> Task material:
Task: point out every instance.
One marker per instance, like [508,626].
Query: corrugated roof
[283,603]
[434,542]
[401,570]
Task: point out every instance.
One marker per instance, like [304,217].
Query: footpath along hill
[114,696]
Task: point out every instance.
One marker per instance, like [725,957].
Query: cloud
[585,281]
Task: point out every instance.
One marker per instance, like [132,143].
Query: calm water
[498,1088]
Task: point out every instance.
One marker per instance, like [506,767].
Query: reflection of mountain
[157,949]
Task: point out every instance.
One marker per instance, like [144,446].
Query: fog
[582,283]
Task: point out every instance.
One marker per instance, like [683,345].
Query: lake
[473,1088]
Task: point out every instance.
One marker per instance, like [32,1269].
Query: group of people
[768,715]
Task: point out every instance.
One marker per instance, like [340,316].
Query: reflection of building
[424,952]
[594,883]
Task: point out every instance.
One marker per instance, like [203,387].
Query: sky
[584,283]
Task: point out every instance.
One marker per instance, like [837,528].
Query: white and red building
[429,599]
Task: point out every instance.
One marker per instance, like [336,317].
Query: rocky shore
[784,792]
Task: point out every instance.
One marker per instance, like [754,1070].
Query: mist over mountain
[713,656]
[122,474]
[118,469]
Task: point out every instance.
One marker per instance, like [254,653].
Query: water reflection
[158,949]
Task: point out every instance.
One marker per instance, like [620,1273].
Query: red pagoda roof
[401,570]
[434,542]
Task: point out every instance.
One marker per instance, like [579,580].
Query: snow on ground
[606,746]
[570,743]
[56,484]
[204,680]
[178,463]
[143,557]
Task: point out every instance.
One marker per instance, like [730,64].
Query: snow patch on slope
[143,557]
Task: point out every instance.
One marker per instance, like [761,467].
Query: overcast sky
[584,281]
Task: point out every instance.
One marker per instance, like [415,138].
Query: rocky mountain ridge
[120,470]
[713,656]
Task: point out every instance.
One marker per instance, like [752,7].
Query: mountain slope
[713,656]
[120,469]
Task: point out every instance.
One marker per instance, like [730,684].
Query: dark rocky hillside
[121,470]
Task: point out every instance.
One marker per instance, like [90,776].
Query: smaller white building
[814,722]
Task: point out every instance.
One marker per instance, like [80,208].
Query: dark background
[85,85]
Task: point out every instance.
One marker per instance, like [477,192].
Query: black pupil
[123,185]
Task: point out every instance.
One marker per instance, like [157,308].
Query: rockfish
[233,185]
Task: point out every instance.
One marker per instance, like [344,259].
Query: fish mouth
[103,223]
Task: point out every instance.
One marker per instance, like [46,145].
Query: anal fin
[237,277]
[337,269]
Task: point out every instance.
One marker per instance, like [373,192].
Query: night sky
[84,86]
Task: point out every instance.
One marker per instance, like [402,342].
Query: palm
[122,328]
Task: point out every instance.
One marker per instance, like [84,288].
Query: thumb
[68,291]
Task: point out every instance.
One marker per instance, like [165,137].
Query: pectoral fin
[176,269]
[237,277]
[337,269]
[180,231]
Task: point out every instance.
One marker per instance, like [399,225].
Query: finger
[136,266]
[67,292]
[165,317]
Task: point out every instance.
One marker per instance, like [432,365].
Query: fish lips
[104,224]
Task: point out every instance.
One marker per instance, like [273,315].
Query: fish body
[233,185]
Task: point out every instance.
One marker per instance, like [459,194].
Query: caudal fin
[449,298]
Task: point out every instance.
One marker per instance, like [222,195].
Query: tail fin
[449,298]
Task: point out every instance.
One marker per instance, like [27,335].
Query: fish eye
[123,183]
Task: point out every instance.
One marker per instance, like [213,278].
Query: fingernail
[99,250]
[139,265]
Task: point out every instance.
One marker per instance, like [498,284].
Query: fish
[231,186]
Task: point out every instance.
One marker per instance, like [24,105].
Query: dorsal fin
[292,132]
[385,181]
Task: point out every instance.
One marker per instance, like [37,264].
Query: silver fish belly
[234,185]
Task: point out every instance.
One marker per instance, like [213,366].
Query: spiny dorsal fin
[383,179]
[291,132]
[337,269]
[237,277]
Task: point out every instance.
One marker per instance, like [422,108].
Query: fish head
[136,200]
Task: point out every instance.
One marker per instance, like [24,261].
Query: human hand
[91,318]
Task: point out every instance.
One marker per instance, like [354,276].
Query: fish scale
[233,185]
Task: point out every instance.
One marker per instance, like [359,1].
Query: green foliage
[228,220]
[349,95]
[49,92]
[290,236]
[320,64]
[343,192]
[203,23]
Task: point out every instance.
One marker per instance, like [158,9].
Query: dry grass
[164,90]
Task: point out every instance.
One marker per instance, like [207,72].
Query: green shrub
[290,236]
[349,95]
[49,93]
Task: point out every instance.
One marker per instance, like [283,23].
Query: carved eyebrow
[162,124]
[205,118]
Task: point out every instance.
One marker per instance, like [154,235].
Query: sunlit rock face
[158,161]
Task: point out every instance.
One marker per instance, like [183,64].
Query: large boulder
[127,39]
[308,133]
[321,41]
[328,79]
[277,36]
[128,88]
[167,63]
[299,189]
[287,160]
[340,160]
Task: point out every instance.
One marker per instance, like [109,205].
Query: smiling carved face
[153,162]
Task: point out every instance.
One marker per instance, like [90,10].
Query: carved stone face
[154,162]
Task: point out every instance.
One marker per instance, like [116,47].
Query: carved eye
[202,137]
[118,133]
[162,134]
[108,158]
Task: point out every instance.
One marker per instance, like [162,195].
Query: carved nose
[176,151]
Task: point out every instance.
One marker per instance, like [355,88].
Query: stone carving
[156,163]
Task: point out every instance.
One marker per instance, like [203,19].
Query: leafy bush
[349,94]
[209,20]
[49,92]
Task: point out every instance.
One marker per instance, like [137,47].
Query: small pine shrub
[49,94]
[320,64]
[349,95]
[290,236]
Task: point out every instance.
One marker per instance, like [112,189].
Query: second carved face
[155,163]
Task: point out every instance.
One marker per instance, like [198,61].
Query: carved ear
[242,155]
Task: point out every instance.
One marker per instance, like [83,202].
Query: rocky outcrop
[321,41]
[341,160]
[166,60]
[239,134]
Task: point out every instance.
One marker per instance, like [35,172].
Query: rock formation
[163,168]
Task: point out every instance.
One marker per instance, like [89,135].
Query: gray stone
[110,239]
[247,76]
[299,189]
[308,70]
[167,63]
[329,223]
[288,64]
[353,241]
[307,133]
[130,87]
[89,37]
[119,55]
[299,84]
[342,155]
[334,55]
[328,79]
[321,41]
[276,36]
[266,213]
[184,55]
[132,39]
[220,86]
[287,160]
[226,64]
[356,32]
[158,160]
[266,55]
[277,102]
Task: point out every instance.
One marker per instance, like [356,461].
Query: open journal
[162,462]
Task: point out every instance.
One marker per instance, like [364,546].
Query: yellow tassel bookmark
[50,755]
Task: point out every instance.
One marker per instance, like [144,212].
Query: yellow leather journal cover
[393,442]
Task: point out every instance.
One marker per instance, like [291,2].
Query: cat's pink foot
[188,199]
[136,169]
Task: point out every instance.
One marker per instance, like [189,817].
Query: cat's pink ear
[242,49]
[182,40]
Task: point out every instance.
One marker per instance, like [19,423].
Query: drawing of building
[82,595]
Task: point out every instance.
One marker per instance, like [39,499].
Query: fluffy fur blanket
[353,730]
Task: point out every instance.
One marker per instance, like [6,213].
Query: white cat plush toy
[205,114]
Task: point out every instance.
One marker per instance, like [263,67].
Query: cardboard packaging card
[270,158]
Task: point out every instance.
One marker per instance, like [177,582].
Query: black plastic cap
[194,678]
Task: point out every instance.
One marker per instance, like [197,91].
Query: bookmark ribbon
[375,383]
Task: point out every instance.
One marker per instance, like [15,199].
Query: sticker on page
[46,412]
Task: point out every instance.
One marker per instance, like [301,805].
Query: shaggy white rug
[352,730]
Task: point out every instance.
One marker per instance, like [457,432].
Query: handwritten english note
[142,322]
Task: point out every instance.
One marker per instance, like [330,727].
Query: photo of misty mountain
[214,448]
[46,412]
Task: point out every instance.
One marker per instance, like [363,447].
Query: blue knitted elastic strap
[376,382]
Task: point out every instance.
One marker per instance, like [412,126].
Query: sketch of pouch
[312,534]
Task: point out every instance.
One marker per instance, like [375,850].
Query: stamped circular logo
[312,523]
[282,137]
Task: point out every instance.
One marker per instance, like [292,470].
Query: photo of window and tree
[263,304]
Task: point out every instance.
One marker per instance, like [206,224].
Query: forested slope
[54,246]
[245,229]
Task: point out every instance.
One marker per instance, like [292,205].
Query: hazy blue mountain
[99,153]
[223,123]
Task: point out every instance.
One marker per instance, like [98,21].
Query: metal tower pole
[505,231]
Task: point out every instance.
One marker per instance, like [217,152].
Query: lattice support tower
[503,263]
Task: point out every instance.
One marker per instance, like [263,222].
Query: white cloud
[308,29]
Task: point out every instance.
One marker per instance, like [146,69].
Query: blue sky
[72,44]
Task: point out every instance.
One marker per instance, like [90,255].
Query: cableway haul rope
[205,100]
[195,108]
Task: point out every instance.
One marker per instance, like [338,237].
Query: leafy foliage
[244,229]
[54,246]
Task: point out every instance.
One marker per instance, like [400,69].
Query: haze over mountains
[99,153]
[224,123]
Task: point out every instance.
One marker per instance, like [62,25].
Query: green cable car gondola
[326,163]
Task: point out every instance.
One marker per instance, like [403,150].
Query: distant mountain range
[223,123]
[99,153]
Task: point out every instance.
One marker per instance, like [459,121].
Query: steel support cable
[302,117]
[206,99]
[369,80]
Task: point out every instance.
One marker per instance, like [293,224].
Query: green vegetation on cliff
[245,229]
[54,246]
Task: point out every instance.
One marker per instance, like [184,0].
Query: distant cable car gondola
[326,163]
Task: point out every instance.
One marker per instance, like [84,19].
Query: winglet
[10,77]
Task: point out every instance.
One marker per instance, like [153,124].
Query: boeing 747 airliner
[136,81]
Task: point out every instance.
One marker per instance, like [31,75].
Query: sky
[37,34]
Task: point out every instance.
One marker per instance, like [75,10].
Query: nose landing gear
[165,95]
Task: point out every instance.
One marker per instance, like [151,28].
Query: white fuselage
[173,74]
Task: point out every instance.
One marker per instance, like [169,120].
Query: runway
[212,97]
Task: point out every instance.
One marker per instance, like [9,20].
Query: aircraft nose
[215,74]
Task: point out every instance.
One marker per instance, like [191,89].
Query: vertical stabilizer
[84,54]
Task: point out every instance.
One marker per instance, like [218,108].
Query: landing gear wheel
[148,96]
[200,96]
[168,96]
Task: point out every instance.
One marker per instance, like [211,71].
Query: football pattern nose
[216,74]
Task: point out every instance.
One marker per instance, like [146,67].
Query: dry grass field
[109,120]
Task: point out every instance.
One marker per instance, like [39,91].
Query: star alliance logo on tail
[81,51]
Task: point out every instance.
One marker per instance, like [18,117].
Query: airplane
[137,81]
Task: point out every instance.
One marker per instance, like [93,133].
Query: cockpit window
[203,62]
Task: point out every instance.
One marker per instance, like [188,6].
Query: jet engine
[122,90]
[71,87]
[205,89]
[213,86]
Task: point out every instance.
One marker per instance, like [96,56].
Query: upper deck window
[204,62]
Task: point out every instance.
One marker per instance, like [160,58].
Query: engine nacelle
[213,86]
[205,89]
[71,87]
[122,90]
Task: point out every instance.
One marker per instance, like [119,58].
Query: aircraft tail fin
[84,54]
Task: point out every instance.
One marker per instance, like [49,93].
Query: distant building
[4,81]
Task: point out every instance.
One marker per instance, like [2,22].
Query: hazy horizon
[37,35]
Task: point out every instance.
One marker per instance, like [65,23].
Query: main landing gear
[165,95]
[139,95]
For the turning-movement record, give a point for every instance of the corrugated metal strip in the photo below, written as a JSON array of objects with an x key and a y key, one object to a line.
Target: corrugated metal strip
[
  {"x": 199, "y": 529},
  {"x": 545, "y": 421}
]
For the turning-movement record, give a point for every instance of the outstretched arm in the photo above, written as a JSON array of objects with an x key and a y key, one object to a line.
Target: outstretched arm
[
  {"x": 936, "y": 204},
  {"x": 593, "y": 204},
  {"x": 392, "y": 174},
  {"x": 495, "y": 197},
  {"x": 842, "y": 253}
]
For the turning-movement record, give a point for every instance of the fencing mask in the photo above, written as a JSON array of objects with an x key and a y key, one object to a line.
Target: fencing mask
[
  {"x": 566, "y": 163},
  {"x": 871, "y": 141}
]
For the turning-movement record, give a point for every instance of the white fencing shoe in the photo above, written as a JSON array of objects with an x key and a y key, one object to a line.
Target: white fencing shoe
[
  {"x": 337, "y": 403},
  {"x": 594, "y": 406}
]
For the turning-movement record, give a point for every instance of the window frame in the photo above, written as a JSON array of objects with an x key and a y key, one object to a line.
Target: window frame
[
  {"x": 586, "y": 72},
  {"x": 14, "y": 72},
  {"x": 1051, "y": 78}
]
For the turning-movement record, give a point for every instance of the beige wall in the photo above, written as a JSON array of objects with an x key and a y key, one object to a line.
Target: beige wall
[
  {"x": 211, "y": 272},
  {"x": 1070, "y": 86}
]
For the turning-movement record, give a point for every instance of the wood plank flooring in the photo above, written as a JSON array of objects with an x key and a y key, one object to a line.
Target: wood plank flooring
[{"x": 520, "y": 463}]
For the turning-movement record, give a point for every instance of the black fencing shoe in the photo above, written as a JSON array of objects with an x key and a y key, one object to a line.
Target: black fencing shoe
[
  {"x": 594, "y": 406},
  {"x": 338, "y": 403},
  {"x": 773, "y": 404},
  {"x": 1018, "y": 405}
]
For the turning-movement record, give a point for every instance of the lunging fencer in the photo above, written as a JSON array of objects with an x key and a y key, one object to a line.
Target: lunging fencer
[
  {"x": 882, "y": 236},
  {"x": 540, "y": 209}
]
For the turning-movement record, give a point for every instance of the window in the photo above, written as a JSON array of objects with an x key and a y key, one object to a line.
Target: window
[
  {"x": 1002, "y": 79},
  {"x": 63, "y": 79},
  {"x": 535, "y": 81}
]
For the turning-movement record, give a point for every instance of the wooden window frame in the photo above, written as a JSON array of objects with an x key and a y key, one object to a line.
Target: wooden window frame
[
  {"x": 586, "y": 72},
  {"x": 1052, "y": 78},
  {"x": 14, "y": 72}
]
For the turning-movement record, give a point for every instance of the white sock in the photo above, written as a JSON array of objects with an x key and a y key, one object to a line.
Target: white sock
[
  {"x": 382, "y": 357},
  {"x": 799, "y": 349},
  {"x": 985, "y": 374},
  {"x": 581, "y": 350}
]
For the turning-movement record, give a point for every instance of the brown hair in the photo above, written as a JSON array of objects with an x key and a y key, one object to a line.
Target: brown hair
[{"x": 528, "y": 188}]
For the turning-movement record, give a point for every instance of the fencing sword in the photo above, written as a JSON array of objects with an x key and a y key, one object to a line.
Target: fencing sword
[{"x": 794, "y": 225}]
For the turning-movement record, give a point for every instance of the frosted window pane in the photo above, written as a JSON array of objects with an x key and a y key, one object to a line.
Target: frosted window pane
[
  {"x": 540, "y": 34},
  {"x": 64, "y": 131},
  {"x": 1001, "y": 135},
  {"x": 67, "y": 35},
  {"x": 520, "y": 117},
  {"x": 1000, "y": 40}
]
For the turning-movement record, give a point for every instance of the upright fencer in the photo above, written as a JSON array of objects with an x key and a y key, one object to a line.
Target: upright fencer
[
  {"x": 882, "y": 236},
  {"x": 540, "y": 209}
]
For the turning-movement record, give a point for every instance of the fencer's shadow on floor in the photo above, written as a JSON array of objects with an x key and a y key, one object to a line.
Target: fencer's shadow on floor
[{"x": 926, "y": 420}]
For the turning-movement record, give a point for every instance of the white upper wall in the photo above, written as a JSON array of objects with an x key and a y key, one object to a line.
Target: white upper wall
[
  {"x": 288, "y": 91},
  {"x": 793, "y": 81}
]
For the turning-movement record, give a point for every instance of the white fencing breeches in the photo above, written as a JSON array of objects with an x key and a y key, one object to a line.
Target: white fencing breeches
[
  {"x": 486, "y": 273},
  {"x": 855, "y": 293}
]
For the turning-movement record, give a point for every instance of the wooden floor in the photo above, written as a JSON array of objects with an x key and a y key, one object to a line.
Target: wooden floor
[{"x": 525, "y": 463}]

> Directions for this task: Using the data above, restate word for word the lines from its opening line through the line that contains "One marker per instance, like [144,446].", and no more.

> Solution:
Task: point out every instance.
One marker per instance, like [508,626].
Query: corrugated roof
[283,603]
[434,542]
[401,570]
Task: point out every instance.
One marker per instance, like [304,217].
Query: footpath along hill
[114,696]
Task: point out every instance.
One marker per instance, like [725,957].
Query: cloud
[585,281]
Task: point out every instance.
One marker per instance, like [132,143].
Query: calm water
[498,1088]
Task: point out every instance.
One marker per instance, like [506,767].
Query: reflection of mountain
[157,949]
Task: point out every instance.
One marker per instance, like [144,446].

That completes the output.